(Assignment)
Where the material below has a line containing "316L583 308L600 309V297L564", start repeating exactly, and keep going through the line containing "positive clicks: (556, 180)", with no other lines.

(The data)
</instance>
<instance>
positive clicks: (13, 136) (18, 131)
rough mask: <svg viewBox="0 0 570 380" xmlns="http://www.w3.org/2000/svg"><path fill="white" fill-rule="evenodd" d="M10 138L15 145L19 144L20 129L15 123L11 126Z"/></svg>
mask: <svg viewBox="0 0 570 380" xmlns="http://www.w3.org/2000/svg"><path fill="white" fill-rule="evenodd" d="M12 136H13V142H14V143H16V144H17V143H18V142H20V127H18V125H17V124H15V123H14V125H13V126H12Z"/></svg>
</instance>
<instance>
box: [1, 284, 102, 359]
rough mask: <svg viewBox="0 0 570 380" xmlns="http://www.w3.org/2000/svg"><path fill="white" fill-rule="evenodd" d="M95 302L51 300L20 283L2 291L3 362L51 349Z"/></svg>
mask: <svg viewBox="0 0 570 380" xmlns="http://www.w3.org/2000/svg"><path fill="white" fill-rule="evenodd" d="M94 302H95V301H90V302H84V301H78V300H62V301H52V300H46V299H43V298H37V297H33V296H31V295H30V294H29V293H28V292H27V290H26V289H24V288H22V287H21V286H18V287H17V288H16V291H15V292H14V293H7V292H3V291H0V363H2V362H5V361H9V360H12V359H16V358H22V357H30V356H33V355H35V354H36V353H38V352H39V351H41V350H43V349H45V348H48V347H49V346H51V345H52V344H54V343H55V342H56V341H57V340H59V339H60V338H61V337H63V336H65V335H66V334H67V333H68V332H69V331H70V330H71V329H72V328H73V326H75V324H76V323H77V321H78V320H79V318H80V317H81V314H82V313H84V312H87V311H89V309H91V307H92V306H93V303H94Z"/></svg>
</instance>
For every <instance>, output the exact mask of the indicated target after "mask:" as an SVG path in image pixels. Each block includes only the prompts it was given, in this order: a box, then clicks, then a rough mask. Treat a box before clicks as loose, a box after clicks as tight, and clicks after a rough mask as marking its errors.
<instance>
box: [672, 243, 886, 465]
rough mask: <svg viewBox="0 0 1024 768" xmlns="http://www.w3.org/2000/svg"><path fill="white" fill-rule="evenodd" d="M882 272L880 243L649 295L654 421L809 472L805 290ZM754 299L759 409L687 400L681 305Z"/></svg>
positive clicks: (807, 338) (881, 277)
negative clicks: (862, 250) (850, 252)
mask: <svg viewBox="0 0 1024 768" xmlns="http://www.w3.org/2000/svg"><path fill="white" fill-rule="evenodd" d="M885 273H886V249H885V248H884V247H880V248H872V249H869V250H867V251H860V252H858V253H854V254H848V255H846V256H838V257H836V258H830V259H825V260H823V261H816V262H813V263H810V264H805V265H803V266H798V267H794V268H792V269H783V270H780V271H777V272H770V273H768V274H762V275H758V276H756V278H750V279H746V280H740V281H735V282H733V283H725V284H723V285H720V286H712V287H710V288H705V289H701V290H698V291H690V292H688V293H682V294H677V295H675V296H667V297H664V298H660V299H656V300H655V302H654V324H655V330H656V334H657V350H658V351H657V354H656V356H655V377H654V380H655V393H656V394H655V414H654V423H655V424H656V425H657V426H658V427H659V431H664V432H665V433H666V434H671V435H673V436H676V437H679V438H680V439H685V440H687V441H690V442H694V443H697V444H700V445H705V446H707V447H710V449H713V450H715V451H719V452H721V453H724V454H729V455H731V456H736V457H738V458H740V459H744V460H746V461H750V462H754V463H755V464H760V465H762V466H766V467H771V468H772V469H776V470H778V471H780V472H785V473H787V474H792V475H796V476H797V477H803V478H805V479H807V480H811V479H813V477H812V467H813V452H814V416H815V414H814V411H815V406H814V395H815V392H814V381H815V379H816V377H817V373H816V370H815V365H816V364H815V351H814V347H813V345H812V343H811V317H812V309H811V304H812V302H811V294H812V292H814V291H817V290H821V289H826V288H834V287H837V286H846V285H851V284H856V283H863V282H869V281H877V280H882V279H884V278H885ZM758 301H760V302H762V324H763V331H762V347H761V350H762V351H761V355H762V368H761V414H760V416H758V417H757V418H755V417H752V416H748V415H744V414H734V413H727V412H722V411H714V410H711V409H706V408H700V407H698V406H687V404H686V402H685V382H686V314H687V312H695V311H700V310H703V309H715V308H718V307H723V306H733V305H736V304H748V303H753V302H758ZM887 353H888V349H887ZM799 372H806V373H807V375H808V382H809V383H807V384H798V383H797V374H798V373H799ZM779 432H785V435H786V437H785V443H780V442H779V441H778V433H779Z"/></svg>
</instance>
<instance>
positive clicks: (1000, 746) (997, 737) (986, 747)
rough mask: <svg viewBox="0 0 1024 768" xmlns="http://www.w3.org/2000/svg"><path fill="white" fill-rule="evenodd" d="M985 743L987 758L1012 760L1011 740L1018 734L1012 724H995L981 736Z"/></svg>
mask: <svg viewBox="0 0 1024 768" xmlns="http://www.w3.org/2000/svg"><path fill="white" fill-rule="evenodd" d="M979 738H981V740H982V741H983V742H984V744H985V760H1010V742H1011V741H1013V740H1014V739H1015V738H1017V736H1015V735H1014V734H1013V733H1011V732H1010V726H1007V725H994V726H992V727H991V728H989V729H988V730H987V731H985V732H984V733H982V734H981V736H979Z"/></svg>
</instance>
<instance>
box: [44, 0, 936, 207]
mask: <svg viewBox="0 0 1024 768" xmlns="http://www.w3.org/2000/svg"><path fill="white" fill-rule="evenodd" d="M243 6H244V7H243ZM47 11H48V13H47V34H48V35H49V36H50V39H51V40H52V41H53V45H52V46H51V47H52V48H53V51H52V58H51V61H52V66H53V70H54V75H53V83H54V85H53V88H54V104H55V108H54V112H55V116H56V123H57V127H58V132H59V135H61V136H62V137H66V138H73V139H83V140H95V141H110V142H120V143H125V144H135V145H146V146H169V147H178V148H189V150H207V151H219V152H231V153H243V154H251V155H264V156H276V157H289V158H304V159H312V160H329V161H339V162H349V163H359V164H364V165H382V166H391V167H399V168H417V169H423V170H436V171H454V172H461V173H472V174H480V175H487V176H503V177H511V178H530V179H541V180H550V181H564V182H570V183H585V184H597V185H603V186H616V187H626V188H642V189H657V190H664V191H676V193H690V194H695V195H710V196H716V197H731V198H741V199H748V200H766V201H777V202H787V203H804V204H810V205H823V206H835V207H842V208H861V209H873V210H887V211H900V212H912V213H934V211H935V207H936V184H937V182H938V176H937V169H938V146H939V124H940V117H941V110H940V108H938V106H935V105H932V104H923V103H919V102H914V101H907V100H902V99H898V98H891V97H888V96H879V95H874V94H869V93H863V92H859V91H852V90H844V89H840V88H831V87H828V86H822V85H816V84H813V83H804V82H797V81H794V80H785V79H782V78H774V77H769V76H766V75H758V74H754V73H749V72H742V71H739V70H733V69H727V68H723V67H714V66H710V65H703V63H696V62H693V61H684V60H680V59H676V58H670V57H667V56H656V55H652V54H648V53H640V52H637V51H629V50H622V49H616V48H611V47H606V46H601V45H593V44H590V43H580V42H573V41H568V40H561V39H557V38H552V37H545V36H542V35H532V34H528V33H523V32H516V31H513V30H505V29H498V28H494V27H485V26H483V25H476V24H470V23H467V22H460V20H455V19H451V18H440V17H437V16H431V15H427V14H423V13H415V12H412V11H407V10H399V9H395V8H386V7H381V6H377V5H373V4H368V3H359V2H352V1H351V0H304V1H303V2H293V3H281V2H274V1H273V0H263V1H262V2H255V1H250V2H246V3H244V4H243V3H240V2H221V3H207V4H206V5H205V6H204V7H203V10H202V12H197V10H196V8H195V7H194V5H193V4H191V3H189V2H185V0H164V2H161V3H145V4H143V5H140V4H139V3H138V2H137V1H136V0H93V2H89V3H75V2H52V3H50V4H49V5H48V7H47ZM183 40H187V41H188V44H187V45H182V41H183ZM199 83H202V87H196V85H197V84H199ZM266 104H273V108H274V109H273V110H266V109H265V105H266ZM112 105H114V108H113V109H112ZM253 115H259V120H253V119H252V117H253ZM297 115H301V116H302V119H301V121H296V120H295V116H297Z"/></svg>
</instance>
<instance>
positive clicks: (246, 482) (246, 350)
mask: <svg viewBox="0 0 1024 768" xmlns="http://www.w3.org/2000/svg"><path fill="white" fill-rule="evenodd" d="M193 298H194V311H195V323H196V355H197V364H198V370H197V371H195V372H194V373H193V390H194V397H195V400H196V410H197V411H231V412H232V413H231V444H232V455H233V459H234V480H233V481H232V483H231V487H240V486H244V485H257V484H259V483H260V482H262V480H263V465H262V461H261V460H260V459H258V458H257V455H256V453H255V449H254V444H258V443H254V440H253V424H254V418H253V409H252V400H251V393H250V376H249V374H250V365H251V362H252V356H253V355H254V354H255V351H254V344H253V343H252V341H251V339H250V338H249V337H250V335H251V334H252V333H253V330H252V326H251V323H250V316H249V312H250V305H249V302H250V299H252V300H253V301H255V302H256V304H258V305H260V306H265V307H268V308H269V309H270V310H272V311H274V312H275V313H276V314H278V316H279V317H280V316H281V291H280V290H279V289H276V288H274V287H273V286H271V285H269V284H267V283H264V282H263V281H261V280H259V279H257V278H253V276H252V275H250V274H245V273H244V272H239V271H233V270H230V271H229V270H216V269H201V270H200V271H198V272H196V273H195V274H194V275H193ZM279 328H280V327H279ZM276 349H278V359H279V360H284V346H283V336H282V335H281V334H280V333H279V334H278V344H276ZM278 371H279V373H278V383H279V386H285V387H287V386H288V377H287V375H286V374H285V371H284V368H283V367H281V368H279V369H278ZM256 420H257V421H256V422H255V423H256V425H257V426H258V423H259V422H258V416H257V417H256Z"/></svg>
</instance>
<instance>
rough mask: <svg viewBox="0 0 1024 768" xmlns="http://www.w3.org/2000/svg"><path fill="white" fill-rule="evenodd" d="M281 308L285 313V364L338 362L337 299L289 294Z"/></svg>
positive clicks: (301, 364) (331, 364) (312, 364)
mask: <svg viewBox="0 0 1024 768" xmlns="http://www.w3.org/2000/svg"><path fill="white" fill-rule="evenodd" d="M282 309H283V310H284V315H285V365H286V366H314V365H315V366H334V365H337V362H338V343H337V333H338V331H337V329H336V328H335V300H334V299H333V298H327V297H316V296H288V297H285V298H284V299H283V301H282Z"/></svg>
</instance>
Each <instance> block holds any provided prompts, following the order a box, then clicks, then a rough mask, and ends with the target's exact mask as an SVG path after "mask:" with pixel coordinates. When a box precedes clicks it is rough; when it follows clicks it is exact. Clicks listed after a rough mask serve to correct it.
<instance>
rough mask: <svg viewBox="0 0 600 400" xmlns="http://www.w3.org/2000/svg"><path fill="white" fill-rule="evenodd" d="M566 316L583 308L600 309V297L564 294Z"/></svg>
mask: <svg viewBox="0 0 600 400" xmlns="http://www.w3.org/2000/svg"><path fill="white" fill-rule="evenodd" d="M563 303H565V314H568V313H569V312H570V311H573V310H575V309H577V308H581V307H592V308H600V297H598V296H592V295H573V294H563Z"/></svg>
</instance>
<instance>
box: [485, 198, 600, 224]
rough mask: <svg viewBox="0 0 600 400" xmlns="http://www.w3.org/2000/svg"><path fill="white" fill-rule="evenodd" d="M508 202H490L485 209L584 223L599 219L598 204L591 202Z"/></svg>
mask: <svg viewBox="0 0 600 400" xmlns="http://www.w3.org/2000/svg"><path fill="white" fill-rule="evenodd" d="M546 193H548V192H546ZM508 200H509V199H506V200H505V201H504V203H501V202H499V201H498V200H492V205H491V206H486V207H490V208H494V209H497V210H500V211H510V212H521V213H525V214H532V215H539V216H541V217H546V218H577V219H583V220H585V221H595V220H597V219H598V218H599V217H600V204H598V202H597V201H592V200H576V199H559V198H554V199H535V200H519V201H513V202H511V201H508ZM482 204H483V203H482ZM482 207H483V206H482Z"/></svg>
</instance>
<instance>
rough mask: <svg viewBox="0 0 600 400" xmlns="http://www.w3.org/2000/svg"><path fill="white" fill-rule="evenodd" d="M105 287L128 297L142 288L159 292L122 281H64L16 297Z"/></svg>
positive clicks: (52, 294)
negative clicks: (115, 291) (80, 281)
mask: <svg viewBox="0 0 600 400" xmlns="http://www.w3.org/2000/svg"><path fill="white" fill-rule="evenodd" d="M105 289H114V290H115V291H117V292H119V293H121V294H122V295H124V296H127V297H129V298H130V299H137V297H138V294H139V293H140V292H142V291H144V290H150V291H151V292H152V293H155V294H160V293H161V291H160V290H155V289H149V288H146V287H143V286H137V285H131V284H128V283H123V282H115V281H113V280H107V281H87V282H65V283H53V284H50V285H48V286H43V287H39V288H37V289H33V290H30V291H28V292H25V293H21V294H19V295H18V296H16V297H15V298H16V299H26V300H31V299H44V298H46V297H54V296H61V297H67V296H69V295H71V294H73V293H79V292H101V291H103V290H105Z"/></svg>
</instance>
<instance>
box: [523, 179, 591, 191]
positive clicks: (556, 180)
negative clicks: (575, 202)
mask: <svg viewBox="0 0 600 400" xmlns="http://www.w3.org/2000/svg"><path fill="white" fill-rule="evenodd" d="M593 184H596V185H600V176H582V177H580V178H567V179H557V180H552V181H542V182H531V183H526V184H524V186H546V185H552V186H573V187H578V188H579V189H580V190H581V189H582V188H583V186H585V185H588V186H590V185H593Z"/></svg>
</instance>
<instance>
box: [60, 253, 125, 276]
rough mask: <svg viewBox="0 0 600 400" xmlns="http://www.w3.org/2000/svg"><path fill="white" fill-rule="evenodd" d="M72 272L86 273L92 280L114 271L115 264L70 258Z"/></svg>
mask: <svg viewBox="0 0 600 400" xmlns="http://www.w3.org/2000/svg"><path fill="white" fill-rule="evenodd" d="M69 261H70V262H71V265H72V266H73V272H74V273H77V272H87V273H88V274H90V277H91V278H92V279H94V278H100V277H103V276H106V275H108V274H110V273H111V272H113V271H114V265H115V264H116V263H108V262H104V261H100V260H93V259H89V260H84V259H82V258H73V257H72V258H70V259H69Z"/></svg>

(Result of the exercise)
rough mask: <svg viewBox="0 0 600 400" xmlns="http://www.w3.org/2000/svg"><path fill="white" fill-rule="evenodd" d="M566 316L583 308L600 309V297L564 294Z"/></svg>
mask: <svg viewBox="0 0 600 400" xmlns="http://www.w3.org/2000/svg"><path fill="white" fill-rule="evenodd" d="M563 303H565V314H568V313H569V312H570V311H573V310H575V309H577V308H581V307H592V308H600V297H598V296H592V295H573V294H563Z"/></svg>
</instance>
<instance>
box: [485, 198, 600, 224]
rough mask: <svg viewBox="0 0 600 400" xmlns="http://www.w3.org/2000/svg"><path fill="white" fill-rule="evenodd" d="M508 202H490L485 209L584 223L599 219L598 204L591 202Z"/></svg>
mask: <svg viewBox="0 0 600 400" xmlns="http://www.w3.org/2000/svg"><path fill="white" fill-rule="evenodd" d="M546 193H548V192H546ZM508 200H509V199H506V200H505V201H504V203H501V202H499V201H498V200H492V205H491V206H486V207H490V208H494V209H497V210H500V211H510V212H521V213H525V214H532V215H539V216H541V217H546V218H577V219H583V220H585V221H595V220H597V219H598V218H599V217H600V204H598V202H597V201H592V200H576V199H559V198H554V199H535V200H519V201H513V202H511V201H508ZM482 204H483V203H482ZM482 207H483V206H482Z"/></svg>
</instance>
<instance>
rough mask: <svg viewBox="0 0 600 400" xmlns="http://www.w3.org/2000/svg"><path fill="white" fill-rule="evenodd" d="M105 287L128 297L142 288L159 292L122 281H64L16 297Z"/></svg>
positive clicks: (52, 294)
negative clicks: (115, 291) (80, 281)
mask: <svg viewBox="0 0 600 400" xmlns="http://www.w3.org/2000/svg"><path fill="white" fill-rule="evenodd" d="M105 289H114V290H115V291H117V292H119V293H121V294H122V295H124V296H127V297H129V298H130V299H137V297H138V294H139V293H140V292H142V291H144V290H150V291H151V292H152V293H155V294H160V293H161V291H160V290H155V289H149V288H146V287H143V286H137V285H131V284H128V283H123V282H115V281H113V280H107V281H87V282H65V283H53V284H50V285H48V286H43V287H39V288H37V289H33V290H30V291H28V292H25V293H21V294H19V295H18V296H16V297H15V298H16V299H26V300H31V299H44V298H46V297H54V296H61V297H67V296H69V295H71V294H73V293H79V292H101V291H103V290H105Z"/></svg>
</instance>
<instance>
box: [523, 179, 591, 191]
positive clicks: (556, 180)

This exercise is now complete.